TEKS BACAAN -
Aku melihat ke arah kanan dan kiri ku, sungguh sangat miris. Kurang lebih hanya sepuluh orang yang mengikuti diskusi malam ini, salah satunya dosenku di perkuliahan. Biarlah, semoga insan yang hadir malam ini kelak akan menjadi insan dengan kualitas unggul, dunia dan akhiratnya.
Diskusi segera dimulai.
“Assalamu’alaikum warrahmatullahi wabarakatuhu”. Buka Prof. Sofyan. Kami serentak menjawab salam tersebut. Semoga keselamatan tercurah kepada kalian, dan rahmat Allah dan keberkahan-Nya, begitulah maksudnya.
“Puji dan syukur, mari kita panjatkan kepada Allah SWT., Tuhan semesta alam. Sungguh tidak pernah berhenti dan tidak pernah habis nikmat-Nya kepada kita semua. Allah Maha Pengasih lagi Maha Penyayang. Dia-lah pemilik Hari Pembalasan. Dia-lah, hanya dia yang patut kita sembah, Dia-lah, hanya Dia yang patut menjadi tempat kita meminta pertolongan-Nya. Semoga Allah senantiasa, menunjukan kepada kita jalan yang lurus. Jalan yang diberikan kepada hamba-hamba-Nya yang telah diberi nikmat-Nya, bukan jalan yang dimurkai atau jalan orang-orang yang sesat”. Arti surat Al-Fatihah menjadi mukadimah.
“Sungguh, siapa saja di antara kita yang bersyukur, niscaya Allah akan menambah nikmat-Nya. Dan siapa saja yang ingkar akan nikmat Allah, maka Allah akan mengazabnya dengan azab yang sangat pedih. Itulah janji Allah. Nah, aya nu terang ayeuna sasih naon? (Ada yang tahu sekarang bulan apa?)”. Prof. Sofyan bertanya untuk mengawali pembahasan.
“Sasih Januari, pak” “Sasih Mulud, pak”.
Beberapa di antara kami menjawab
“Dasar urang Sunda, apalna teh bulan Mulud, abong sok aya Muludan.(Dasar orang Sunda, tahunya tuh bulan Maulid, mentang-mentang suka ada Maulidan) hehehe. Di dalam kalender Hijriyah tidak ada yang namanya bulan Mulud. Bulan Januari? Iya bener, tapi itumah untuk tahun Masehi. Ayo, sekarang bulan apa?”. Jawaban Prof. Sofyan dengan bahasa Sunda yang loma diikuti tawanya yang renyah, mampu mencairkan suasana.

SOAL -
(1) Terjemahkan kalimat "Kami serentak menjawab salam tersebut." dari teks tentang diskusi malam di atas ke dalam bahasa Inggris.
(2) Cetak bagian teks diskusi di atas, mulai dari kata-kata "Diskusi segera dimulai." dan berhenti setelah kata-kata "keberkahan-Nya, begitulah maksudnya.".

DATA TERSEDIA -
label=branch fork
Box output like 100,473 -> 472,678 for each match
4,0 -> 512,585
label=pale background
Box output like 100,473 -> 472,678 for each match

JAWABAN TIAP SOAL -
(1) We answered the greeting in unison.

(2)
Diskusi segera dimulai.
“Assalamu’alaikum warrahmatullahi wabarakatuhu”. Buka Prof. Sofyan. Kami serentak menjawab salam tersebut. Semoga keselamatan tercurah kepada kalian, dan rahmat Allah dan keberkahan-Nya, begitulah maksudnya.